■ **Directions for this task**:
Locate each line below that contains the string "back", and copy every such line. Case counts, so a match must have the same capitalization.

* start Records for the exercise *

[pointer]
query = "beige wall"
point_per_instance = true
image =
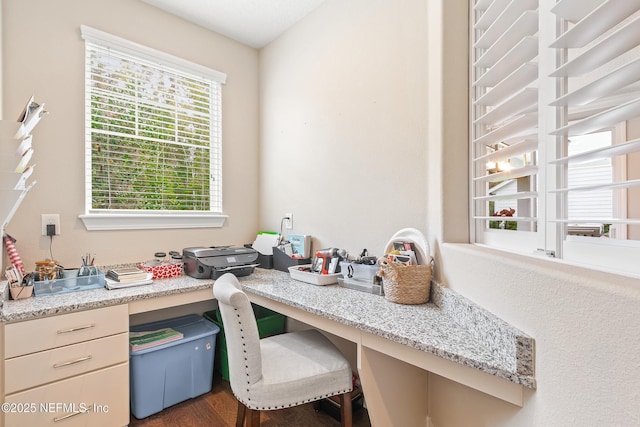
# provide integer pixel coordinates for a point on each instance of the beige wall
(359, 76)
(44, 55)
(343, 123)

* end Records for the exercise *
* start Records for the exercise *

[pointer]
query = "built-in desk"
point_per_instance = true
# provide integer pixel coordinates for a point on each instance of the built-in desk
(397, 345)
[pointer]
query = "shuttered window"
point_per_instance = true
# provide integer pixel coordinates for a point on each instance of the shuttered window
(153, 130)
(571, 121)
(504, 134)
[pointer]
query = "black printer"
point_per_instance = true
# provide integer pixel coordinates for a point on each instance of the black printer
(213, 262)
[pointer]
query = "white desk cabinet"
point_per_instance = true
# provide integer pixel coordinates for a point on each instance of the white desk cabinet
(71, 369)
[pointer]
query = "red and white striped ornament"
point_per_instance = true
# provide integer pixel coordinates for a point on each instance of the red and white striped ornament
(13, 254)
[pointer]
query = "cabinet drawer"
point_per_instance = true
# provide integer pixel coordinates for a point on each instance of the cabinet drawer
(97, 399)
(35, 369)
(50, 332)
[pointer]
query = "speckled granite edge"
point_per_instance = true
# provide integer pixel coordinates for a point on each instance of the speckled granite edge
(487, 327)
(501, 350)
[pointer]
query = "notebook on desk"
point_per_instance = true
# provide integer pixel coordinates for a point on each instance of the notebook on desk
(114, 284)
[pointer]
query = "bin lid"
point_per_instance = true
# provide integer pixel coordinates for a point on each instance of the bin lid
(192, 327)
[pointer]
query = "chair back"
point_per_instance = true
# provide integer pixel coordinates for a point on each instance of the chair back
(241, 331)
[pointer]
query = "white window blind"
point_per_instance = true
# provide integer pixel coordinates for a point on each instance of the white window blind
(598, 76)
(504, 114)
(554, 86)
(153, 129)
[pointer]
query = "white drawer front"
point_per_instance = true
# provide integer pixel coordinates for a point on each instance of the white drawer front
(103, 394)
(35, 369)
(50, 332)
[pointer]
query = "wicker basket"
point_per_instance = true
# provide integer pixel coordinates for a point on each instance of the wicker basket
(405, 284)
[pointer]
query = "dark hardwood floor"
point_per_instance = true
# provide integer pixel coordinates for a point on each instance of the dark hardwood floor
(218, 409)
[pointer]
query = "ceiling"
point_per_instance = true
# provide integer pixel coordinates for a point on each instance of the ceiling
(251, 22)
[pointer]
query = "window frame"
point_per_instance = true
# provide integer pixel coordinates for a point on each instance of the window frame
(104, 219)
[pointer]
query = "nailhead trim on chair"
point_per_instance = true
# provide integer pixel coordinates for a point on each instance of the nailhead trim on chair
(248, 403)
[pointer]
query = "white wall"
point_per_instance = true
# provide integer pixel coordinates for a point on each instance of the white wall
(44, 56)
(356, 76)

* end Records for the exercise *
* start Records for the exercise *

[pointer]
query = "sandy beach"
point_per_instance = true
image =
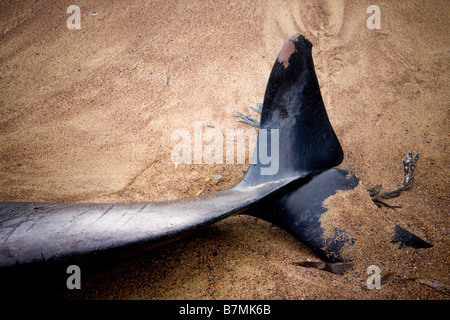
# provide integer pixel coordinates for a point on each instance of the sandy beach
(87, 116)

* end Records for the exercise *

■ **Written solution**:
query = "chair back"
# provide integer pixel coordinates for a point on each instance of the chair back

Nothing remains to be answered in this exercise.